DOCUMENT PASSAGE

__________

Without the time to sweat details like whether or not they actually liked their own songs, the Friend brothers hit the road. For three years straight, they toured the tunes from their debut album, Evolution Theory, around the world, despite feeling more creatively detached from their music with every performance. Before long, the situation began to take its toll.

"I can't describe the feeling of going up every night on tour and having to play tunes that you don't like," says Tony. "It fucking sucks! My DJ sets didn't even have any Modestep in them for a long time. It was like: 'I don't even want to hear these tunes!'"

The tension began to spill outwards. "It's fucked to say it," begins Tony, "but the worst thing is you start to resent the people who come to the show."

__________

WORK TO DO
1) Write out the portion of the Modestep excerpt from "Without the time" up to and including "take its toll.".
2) Put this sentence from the Modestep excerpt into Spanish: "Before long, the situation began to take its toll."
3) Continue the Modestep excerpt, starting right after its last sentence.
The data that comes next is separate from the Modestep excerpt.

MATERIAL PROVIDED
__________

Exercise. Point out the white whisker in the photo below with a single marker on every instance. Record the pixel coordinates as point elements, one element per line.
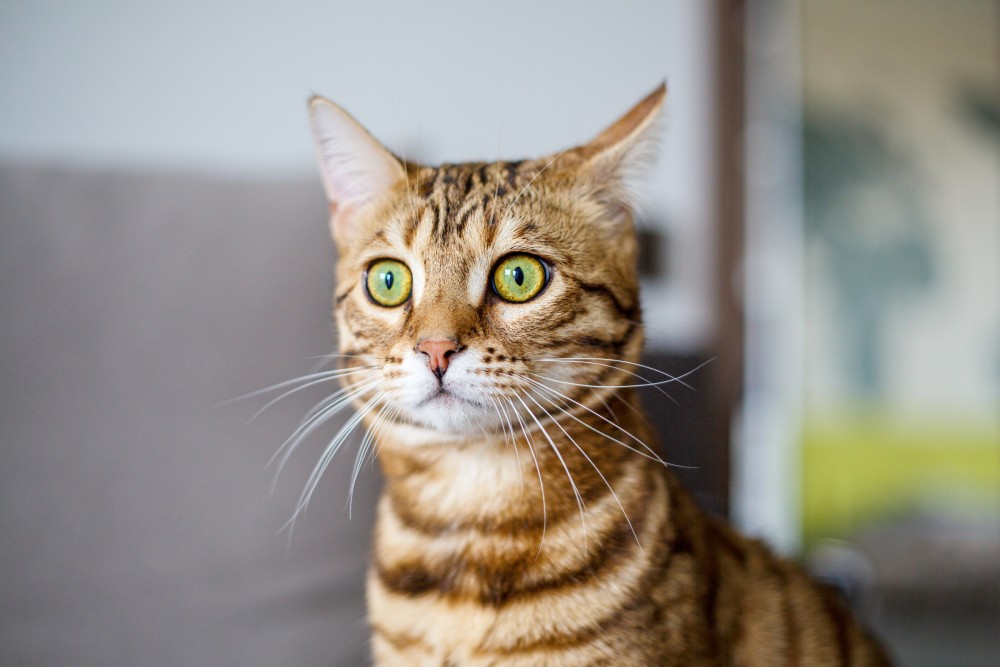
<point>541,485</point>
<point>589,460</point>
<point>579,499</point>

__________

RESPONSE LIST
1)
Without the time to sweat details like whether or not they actually liked their own songs, the Friend brothers hit the road. For three years straight, they toured the tunes from their debut album, Evolution Theory, around the world, despite feeling more creatively detached from their music with every performance. Before long, the situation began to take its toll.

2) Al poco tiempo, la situación empezó a pasar factura.

3)
"We knew they weren't there for the music," Josh elaborates. "A small percentage were, but the rest were be there because of the YouTube hits. They had seen our video and it's cool to be a part of it, you know? We were out in Toronto a couple of years back and I conducted an experiment. Steve Aoki was on the main stage. I went out to people wearing his t-shirts and asked them to name their three favorite Steve Aoki songs and not one of them could name a single song."

"After seeing that set, I wanted to quit electronic music," Tony says firmly. "There was legit conversation about it. I didn't want to be associated in the same bracket as these people. For us, it was time to bite the bullet. Either we quit or we just fucking do what we really wanna do. If it goes well, it goes well. If it doesn't, fuck it, we were gonna quit anyway!"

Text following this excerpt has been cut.